* TESTO FORNITO *
L’essenza del nemico e il fine della guerra

di Alessandro D’Ascanio*

I dilemmi etici, il senso di angoscia e le analisi impressionistiche di queste lunghe settimane di ritorno alla realtà bellica sul suolo europeo riportano alla memoria riferimenti, letture e chiavi interpretative che, dallo specifico del contesto ucraino, si allargano al tema primordiale della guerra, della sua origine e del suo significato per la fondazione concettuale della politica internazionale, in particolare rispetto al tema del nemico, della sua natura e del modus agendi nei suoi confronti.
Al netto della palmare concatenazione causale immediata degli eventi, del dibattito lunare sulla responsabilità fattuale della conflagrazione, dell’imprescindibile sostegno militare europeo all’Ucraina in prima risposta all’offensiva russa, del carattere provocatorio e clownesco di un “filoputinismo” deteriore e acritico che persiste sottotraccia in ambienti variegati dello spettro politico italiano, resta il tema, ineludibile, dell’essenza del nemico e del fine della guerra.
In altre parole, il “male russo” deriva dall’irredimibile perversione individuale di Putin o dalla scaltra faccia tosta di Lavrov? Oppure dal carattere autocratico della “democratura” consolidatasi negli anni a Mosca? O ancora dalla conformazione del sistema internazionale nel quadrante est europeo denso di nodi non sciolti a partire dal post-1989?
E il fine di questa guerra è la difesa del diritto all’indipendenza dell’Ucraina? O, viceversa, il cambio di regime politico in Russia? O un mutamento dei rapporti di forza internazionali su scala globale?
Ed è possibile ragionare su tali distinzioni senza essere tacciati di lesa maestà dell’Occidente?

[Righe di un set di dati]
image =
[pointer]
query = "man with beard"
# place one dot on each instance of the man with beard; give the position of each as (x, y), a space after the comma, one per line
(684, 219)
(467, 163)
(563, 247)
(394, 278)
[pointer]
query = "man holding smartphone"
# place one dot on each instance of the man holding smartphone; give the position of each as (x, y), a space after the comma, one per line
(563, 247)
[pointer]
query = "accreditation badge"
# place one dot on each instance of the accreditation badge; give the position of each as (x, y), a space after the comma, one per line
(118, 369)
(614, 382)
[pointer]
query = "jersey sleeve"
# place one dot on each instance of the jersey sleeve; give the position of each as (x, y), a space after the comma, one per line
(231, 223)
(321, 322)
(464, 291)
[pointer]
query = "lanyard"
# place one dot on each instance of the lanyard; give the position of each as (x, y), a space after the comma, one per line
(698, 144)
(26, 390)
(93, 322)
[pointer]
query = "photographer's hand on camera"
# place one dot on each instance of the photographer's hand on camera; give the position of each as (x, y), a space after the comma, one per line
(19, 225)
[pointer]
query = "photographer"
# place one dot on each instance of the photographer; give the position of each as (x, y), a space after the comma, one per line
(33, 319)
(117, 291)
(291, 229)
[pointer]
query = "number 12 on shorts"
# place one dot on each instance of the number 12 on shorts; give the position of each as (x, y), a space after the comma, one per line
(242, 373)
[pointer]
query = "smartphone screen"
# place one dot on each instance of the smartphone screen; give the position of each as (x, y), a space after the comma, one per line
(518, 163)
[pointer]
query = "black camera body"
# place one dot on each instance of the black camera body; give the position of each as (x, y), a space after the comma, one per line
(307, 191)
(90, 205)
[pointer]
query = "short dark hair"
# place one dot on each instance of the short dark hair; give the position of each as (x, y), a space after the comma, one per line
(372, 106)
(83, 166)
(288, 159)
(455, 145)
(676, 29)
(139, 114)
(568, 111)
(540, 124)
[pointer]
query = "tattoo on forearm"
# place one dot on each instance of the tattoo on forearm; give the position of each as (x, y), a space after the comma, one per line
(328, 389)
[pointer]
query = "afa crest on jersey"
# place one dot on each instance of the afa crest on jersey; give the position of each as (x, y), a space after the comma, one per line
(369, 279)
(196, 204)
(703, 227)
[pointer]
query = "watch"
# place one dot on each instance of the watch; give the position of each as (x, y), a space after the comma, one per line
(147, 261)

* ELENCO DEI COMPITI *
[A] Nel testo sull'essenza del nemico, dove persiste il "filoputinismo" descritto come deteriore e acritico?
[B] Prosegui il testo sull'essenza del nemico a partire dalla sua ultima frase.

* RISPOSTE AI COMPITI *
[A] Persiste sottotraccia in ambienti variegati dello spettro politico italiano.

[B]
Una disamina datata, ma affascinante per la linearità dello spettro delle sue argomentazioni, resta quella di Kennet Waltz, L’uomo, lo Stato e la Guerra, volume pubblicato nel 1959 in pieno tempo di guerra fredda (trad. it. Giuffrè, 1998) che, attraverso l’espediente argomentativo delle “tre immagini” della politica internazionale (individuale, statuale, del sistema internazionale), presenta al lettore una rassegna di posizioni emerse nella storia del pensiero politico sull’origine della guerra.
E’ chiaro come, ad esempio nell’affermazione estemporanea, ma sincera di Biden in visita alle truppe al fronte (nell’inscenare un rituale tipico della potenza in guerra peraltro) nella quale egli dichiara l’impossibilità di far “restare al governo quest’uomo” emerge il riflesso condizionato di una posizione antica della retorica democratica per la quale popoli buoni sono traviati da leader diabolici la cui rimozione comporterebbe un immediato riallineamanento pacifico delle parti in lotta.
Ma non torneremmo allora all’esportazione violenta della democrazia? E il “gigante sofferente” russo, certo messo a nudo in tutti i propri limiti militari e di tenuta economica da questa sua drammatica sortita bellica, certo stordito e violento nella sua transizione dí status internazionale sarebbe oggettivamente limitabile al ruolo di “potenza regionale” a cavallo tra Europa ed Asia contenuto da una schiera armata dalla Scandinavia alla Turchia in funzione di minaccia deterrente e schiacciato nella sfera d’influenza del nuovo dominus asiatico cinese?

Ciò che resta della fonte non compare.